Father John Thieryoung — bringing Christ to others through 25 years of priesthood

Father John Thieryoung

Father Thieryoung said if someone hadn’t told him it was his 25th anniversary of ordination he wouldn’t have noticed.

“It doesn’t seem like 25 years,” he said.

He will celebrate with Mass at 2 p.m. on Sunday, May 30, at St. Catherine Church in Aledo, where he is the pastor. A reception will follow.

While he is an Illinoisan now, Father Thieryoung was born and raised in Cleveland, Ohio. He attended Blessed Sacrament School and had one year at St. Ignatius Jesuit High School before his parents, Donald and Rosemary, took the family to Necedah, Wisconsin, where he completed high school.

He earned a bachelor’s degree from Cleveland State University, with majors in history and communication and a minor in English. While he was certified to teach history, English and reading in Ohio for grades seven through 12, Father Thieryoung was unable to find a teaching position and worked a variety of jobs until he realized God was calling him to the priesthood.

==========

▸ **GIVEN PROBLEM 1**: List the schools and universities the article names as ones Father Thieryoung attended.
The article and the entries that follow it come from different sources.

==========

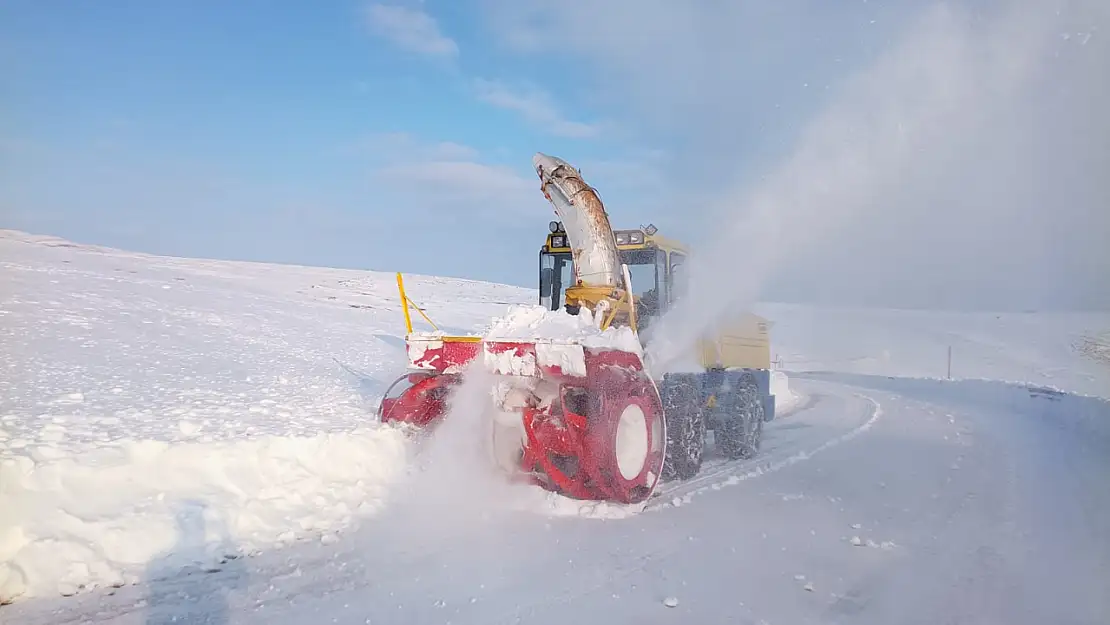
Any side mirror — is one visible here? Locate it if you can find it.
[539,266,555,298]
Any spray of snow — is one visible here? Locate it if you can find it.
[652,1,1087,366]
[485,305,643,354]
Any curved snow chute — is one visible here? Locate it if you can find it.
[379,153,667,504]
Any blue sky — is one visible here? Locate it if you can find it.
[0,0,1102,310]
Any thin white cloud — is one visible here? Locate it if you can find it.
[366,3,458,58]
[474,79,599,139]
[367,133,544,220]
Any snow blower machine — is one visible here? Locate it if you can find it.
[379,153,774,504]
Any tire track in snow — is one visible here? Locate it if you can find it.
[644,393,882,512]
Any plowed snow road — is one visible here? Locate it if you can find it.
[10,374,1110,625]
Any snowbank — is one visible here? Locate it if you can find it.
[0,232,532,602]
[485,305,643,354]
[0,427,406,602]
[770,370,801,415]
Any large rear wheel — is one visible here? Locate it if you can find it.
[663,374,706,480]
[714,374,764,460]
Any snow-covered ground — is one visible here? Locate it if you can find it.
[0,231,1110,625]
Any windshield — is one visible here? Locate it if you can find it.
[539,245,664,314]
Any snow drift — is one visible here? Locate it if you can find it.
[0,231,531,603]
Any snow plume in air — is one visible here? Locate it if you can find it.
[652,0,1107,366]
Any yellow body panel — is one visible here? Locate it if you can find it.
[545,226,770,370]
[698,313,770,370]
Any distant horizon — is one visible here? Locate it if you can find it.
[0,0,1110,311]
[0,223,1110,315]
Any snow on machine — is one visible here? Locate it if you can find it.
[379,153,774,503]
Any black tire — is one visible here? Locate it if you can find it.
[660,375,705,480]
[713,375,765,460]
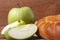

==========

▸ **GIVEN PROBLEM 2**: Tally the lines in the entries that contain the string "tire", and give only the number.

▸ **FINAL ANSWER 1**: Blessed Sacrament School, St. Ignatius Jesuit High School, Cleveland State University

▸ **FINAL ANSWER 2**: 2